# What to do
Tally the lines in the items that contain the string "sign". Give only the number.

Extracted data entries
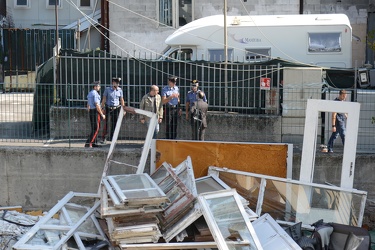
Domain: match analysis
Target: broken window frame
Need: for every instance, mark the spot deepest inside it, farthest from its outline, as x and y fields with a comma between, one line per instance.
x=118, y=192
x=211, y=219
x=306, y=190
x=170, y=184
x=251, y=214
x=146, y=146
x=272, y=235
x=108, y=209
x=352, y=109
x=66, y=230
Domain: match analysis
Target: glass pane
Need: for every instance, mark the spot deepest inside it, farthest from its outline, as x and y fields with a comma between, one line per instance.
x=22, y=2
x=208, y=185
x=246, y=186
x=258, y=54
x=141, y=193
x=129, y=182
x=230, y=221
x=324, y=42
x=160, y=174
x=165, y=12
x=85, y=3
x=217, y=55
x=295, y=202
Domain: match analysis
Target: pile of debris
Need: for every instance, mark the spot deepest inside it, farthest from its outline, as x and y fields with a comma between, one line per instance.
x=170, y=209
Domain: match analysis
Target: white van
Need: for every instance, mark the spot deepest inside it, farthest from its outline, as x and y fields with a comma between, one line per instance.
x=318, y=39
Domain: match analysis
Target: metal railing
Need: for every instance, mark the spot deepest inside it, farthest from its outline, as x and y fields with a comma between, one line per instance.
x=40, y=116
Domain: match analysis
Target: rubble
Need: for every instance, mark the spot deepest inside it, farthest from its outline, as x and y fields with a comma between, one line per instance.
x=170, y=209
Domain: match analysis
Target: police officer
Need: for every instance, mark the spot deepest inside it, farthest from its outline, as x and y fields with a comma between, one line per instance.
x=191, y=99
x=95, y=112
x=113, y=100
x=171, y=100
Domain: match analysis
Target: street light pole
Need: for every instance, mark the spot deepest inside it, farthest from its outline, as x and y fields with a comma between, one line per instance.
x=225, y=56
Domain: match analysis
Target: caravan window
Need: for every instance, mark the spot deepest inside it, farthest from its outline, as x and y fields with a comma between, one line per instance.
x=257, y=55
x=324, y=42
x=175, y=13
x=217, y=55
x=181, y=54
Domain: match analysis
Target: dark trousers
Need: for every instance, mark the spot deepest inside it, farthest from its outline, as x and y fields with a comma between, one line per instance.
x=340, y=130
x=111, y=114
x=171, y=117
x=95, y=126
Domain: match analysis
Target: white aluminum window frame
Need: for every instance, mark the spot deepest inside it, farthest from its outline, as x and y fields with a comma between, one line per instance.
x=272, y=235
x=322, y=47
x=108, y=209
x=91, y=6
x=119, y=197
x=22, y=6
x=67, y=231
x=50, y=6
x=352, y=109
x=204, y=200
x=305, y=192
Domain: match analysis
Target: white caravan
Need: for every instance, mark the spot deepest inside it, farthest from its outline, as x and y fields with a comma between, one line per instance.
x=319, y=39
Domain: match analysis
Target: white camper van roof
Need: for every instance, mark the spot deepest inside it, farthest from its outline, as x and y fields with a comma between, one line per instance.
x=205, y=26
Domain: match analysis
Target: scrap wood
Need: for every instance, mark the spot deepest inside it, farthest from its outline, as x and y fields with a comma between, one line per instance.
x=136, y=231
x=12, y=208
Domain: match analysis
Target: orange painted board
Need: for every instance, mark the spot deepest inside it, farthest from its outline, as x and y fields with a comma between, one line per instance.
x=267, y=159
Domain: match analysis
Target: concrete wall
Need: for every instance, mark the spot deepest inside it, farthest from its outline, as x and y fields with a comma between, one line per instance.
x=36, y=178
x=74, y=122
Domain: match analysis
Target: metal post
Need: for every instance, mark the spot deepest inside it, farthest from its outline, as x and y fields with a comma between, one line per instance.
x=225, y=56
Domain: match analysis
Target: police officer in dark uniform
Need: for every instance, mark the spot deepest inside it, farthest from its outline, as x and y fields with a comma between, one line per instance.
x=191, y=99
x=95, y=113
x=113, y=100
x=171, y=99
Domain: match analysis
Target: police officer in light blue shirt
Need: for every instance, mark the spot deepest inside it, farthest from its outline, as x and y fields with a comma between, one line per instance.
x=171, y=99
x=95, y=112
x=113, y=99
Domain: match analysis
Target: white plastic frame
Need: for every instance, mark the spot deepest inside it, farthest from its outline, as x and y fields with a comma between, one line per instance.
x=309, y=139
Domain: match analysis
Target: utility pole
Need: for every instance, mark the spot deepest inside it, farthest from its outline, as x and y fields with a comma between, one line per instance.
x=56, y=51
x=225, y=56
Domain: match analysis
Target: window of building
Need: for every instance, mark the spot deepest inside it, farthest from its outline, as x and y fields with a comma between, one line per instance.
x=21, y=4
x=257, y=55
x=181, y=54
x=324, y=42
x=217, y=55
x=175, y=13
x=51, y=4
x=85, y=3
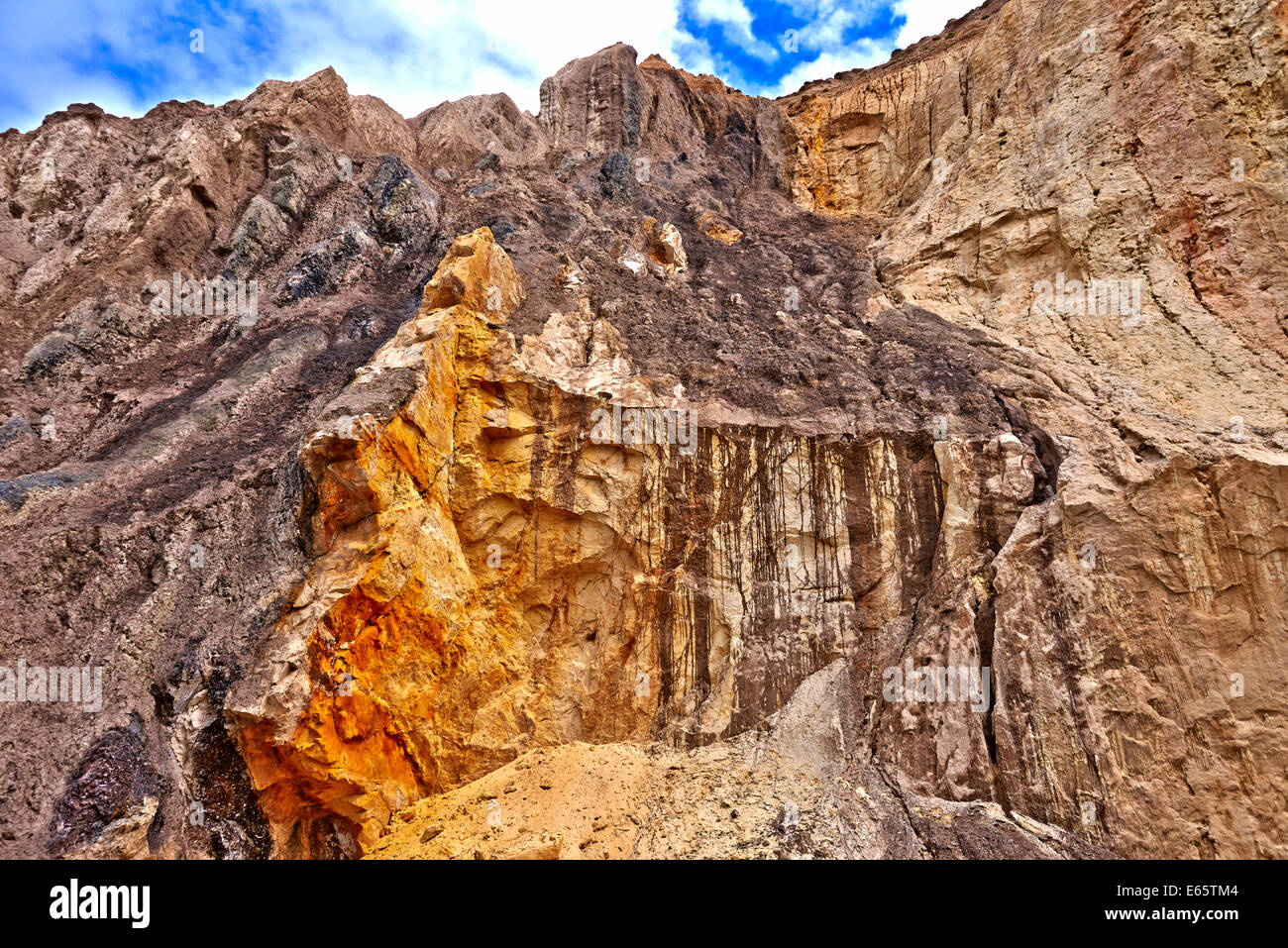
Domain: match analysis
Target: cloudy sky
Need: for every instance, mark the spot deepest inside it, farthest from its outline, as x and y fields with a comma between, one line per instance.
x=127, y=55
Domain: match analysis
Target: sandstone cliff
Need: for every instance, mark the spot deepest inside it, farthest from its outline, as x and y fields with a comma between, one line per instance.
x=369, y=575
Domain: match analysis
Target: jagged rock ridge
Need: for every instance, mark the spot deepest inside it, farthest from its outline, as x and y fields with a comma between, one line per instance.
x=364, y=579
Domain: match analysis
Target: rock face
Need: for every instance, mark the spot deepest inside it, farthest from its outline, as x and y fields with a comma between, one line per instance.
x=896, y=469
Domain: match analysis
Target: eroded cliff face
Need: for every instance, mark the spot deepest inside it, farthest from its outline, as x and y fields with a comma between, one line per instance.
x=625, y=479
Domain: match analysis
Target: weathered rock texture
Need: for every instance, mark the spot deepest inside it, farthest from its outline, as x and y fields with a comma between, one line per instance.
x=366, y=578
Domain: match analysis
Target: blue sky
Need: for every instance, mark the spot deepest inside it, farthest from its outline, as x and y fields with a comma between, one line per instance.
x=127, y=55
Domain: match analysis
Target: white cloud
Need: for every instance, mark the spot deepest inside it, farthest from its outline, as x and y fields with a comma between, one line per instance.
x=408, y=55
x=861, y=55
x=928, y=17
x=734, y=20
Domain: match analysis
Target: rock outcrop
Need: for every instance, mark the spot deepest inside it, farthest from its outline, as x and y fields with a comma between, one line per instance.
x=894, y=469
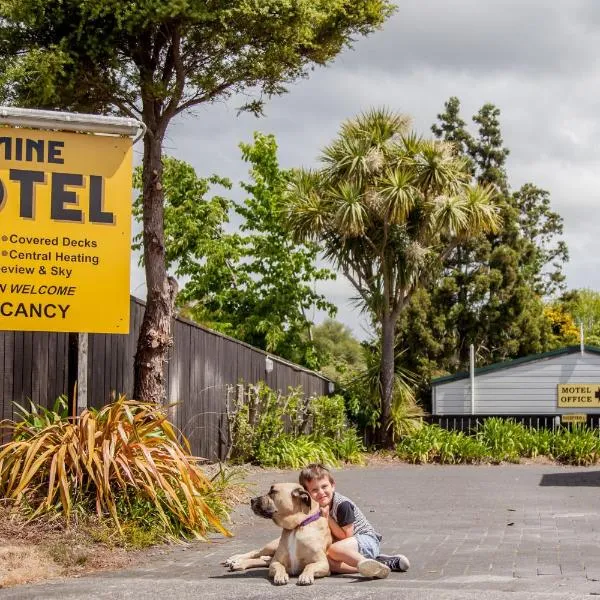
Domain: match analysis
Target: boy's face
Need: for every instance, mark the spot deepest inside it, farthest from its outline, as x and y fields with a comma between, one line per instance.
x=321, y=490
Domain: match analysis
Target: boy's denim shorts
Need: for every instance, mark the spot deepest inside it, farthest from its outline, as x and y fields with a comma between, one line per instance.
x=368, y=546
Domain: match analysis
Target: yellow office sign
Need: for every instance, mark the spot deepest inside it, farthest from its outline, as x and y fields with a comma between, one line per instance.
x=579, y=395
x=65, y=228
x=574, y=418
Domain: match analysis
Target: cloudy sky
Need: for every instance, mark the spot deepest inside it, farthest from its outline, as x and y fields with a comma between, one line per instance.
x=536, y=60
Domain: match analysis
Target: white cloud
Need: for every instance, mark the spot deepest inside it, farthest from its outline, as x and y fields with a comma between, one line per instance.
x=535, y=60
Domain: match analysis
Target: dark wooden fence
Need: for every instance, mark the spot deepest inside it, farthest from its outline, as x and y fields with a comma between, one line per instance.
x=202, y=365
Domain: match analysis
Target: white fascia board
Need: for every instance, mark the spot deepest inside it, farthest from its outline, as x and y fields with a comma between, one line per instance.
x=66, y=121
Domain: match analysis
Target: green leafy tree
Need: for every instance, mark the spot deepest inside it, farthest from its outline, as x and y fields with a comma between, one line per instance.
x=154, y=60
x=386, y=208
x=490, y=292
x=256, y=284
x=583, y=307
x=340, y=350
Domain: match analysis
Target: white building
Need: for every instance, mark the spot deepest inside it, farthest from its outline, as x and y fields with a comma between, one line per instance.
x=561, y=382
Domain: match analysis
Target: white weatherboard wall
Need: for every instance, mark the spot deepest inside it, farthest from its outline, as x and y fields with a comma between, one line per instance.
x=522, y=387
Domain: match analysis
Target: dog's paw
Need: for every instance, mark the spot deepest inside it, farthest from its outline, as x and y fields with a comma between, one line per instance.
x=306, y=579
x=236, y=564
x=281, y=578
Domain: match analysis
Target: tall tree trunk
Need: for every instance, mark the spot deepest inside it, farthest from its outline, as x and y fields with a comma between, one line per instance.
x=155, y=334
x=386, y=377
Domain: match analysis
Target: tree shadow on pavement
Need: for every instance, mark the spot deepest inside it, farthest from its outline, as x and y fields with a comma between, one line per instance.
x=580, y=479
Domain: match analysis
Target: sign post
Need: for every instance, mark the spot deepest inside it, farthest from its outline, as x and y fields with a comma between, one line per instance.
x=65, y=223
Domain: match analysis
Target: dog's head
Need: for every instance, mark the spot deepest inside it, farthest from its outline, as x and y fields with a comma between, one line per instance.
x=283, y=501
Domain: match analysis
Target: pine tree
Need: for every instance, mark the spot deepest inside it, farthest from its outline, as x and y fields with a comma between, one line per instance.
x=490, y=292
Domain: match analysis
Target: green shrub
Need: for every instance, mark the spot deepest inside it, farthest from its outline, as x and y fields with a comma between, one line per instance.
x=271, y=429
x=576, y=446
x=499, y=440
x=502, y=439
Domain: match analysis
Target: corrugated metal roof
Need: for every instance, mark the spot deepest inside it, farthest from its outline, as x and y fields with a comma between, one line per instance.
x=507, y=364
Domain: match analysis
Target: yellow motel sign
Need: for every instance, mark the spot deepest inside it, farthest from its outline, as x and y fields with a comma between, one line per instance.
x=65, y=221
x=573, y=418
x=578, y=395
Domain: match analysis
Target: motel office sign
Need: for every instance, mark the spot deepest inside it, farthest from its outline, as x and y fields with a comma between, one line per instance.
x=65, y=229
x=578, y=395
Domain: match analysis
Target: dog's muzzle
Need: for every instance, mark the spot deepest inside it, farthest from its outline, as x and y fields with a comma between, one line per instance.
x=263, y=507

# The solution
4